WHAT IS EXPECTED
In the listing below, find and copy every line containing the string "tire", matching case exactly.

ENTRIES SHOWN

==============================

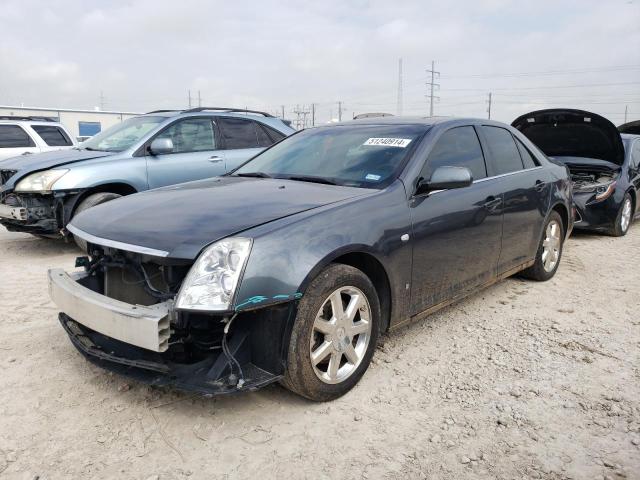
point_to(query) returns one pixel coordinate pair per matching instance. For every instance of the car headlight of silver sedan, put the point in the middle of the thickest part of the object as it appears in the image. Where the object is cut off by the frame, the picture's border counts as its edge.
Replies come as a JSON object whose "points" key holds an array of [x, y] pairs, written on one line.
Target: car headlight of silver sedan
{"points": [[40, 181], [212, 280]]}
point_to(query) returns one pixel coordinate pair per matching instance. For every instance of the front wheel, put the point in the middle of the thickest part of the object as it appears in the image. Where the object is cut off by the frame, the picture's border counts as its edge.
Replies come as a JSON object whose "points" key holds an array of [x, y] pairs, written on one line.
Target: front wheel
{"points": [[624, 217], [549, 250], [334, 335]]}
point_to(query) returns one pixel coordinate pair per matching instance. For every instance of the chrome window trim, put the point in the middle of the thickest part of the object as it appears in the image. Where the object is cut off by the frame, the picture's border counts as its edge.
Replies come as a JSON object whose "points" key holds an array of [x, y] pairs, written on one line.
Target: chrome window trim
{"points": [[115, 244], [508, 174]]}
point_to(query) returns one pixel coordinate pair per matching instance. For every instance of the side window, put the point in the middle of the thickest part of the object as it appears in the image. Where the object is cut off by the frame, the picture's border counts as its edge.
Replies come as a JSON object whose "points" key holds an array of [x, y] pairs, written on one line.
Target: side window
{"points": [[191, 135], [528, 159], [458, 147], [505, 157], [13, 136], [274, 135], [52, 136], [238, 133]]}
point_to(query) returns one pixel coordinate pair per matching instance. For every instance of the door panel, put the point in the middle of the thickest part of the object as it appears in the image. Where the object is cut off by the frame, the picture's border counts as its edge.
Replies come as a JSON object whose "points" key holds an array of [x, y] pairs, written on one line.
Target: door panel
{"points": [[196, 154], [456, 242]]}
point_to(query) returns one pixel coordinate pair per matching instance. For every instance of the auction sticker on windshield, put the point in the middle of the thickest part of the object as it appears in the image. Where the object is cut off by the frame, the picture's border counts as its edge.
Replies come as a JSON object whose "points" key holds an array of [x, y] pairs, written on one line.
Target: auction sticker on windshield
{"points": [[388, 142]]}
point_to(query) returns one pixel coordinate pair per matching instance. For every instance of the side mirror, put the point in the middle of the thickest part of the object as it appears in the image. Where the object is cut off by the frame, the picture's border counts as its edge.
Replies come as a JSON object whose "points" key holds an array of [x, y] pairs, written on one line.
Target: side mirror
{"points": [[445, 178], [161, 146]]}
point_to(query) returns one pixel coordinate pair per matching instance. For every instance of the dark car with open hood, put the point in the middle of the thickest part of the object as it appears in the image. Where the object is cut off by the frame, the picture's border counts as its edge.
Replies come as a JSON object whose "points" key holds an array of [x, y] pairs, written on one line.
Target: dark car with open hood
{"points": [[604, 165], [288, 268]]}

==============================

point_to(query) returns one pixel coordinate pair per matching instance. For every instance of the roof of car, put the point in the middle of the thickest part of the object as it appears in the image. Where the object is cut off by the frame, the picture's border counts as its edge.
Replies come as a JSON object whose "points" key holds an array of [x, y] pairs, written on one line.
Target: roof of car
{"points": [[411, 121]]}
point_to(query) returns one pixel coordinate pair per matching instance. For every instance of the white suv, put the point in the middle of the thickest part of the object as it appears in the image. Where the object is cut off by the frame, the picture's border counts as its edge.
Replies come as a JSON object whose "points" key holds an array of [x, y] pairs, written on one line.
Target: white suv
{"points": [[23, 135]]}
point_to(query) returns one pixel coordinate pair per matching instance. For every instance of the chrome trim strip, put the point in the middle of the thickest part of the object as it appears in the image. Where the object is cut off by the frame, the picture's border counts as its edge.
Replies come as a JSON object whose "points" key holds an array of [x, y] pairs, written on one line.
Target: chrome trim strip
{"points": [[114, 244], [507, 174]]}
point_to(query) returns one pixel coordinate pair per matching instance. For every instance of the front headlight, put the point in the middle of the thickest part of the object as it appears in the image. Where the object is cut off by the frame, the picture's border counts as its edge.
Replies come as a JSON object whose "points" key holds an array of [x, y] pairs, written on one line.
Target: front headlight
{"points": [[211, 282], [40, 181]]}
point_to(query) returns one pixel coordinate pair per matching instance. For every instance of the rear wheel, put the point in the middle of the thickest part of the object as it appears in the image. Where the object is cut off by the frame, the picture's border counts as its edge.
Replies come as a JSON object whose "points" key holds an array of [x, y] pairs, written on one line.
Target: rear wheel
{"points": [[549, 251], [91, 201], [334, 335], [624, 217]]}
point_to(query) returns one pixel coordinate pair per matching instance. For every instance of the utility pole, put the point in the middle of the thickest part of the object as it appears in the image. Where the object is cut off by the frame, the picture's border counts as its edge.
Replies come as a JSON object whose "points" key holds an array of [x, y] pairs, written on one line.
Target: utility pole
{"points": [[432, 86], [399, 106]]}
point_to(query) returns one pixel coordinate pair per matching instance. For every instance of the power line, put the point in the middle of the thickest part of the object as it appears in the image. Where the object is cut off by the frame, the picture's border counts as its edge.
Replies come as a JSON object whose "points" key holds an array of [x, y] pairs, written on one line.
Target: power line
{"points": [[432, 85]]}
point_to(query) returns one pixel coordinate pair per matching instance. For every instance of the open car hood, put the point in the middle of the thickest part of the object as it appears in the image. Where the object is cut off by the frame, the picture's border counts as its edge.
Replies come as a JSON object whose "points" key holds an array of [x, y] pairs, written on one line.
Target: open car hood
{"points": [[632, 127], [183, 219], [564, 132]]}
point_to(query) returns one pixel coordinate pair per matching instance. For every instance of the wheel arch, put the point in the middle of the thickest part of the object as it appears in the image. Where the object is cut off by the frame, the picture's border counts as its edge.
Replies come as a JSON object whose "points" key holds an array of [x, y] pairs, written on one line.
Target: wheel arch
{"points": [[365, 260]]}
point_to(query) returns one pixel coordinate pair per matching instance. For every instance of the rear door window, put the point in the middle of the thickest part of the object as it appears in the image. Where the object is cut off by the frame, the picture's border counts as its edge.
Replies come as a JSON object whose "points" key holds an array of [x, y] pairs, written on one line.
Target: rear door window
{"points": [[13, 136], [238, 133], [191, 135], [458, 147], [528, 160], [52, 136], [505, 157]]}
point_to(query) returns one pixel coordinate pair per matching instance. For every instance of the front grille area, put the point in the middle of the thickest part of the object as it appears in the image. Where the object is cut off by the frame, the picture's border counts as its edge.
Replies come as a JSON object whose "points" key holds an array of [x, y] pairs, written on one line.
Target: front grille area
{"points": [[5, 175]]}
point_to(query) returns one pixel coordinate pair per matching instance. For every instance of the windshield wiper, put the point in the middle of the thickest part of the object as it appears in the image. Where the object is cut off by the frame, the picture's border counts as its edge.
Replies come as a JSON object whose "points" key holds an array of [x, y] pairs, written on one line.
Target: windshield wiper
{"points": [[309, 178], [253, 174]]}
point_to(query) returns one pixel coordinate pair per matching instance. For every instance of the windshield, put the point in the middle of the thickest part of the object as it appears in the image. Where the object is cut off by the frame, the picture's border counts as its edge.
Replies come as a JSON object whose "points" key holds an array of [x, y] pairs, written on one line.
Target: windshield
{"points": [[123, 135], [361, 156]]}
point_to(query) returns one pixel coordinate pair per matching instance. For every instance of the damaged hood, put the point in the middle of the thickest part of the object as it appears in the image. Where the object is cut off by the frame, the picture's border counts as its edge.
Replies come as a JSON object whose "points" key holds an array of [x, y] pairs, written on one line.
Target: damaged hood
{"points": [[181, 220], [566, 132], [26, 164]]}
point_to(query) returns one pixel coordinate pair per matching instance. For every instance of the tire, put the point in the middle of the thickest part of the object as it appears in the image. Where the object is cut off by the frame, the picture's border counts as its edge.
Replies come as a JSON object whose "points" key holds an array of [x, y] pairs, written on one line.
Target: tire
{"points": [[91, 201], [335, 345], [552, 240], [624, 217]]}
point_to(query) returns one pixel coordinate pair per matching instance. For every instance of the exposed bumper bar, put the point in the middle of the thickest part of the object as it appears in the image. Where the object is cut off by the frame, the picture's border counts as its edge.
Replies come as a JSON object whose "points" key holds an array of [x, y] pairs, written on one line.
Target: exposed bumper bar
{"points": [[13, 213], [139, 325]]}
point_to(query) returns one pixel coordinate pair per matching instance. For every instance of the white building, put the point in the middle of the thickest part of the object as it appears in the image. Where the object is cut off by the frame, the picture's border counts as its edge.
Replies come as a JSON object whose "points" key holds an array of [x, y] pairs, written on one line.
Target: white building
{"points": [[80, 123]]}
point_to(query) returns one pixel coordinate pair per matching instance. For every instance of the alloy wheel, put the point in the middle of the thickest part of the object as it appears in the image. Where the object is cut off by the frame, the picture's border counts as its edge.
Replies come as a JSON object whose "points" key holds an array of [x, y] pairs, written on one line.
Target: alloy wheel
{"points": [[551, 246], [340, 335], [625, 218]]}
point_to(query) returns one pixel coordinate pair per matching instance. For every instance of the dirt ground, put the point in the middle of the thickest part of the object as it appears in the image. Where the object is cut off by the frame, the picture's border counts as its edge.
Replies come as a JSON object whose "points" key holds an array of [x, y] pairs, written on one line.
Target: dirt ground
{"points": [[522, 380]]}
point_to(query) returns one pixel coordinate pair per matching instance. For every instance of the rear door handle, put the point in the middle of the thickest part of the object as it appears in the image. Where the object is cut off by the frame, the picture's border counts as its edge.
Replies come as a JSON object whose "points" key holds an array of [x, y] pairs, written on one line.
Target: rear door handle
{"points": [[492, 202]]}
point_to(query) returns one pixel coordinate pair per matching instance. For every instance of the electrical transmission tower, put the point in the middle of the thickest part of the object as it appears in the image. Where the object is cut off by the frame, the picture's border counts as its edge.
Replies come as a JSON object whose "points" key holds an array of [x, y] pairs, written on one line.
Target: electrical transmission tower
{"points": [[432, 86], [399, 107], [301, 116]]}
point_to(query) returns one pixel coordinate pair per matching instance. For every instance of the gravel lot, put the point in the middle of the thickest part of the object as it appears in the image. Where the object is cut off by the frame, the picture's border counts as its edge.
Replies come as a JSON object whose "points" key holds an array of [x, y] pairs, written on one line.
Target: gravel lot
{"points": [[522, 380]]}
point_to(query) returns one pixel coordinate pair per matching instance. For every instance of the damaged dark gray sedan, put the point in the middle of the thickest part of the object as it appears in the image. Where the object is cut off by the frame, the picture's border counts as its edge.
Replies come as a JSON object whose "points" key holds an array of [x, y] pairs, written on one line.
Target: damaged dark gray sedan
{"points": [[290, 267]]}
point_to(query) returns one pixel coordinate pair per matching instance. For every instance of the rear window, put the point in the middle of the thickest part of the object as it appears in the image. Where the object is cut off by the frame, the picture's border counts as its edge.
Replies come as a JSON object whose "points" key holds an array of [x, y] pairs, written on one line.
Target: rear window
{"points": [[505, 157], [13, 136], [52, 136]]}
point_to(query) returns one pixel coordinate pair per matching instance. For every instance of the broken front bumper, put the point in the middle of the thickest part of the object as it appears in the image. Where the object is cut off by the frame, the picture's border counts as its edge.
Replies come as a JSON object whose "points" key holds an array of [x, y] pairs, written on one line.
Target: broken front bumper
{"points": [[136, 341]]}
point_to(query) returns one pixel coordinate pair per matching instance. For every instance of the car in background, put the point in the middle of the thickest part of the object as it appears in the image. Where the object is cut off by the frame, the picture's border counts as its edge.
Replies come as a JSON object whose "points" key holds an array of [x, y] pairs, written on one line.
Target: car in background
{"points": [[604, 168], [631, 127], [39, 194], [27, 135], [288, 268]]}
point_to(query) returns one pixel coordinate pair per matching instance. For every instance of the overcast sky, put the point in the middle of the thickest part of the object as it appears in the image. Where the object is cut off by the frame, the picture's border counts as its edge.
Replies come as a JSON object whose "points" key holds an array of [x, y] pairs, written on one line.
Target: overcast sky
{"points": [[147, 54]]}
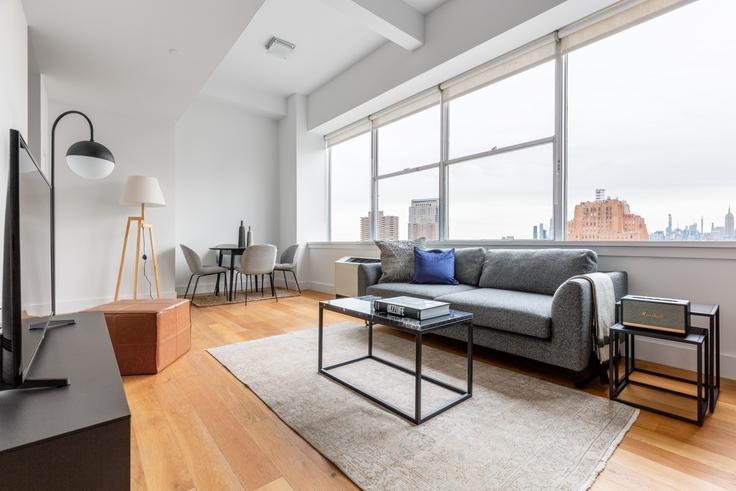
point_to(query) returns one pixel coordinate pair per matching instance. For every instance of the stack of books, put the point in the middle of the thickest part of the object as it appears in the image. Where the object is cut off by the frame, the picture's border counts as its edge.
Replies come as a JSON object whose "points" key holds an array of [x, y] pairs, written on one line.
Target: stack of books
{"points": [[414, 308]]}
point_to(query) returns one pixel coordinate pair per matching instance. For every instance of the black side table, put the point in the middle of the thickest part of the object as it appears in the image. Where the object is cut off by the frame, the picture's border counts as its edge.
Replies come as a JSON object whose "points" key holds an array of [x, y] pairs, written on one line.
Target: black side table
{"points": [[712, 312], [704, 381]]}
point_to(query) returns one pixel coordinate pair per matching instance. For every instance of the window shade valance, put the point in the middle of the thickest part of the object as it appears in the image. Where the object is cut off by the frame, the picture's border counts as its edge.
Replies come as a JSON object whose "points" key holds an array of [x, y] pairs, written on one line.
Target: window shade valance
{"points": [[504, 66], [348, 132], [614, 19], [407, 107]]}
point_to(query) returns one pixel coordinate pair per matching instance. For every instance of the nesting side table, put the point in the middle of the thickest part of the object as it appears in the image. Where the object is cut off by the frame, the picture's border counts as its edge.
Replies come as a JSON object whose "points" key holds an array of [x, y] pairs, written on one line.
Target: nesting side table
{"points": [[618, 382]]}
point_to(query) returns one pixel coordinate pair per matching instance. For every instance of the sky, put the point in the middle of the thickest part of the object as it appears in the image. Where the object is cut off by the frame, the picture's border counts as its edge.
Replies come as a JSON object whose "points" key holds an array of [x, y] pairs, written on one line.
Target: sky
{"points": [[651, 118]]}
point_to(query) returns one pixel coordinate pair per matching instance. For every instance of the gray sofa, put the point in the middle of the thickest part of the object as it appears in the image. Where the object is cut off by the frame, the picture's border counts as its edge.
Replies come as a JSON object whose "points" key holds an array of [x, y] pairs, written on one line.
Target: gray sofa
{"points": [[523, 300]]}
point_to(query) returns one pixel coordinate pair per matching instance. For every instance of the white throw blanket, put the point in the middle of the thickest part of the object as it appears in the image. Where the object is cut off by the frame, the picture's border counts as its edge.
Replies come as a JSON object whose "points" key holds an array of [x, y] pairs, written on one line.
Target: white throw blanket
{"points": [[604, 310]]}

==============================

THE REPLY
point_to(query) returns one pixel coordinate pair per matching instance. For every instance of the tire, put the point in the middle of the thickest part of the object as it appears in the image. Where the object is cut off by the frame, the picture's border counts as its edge.
Target: tire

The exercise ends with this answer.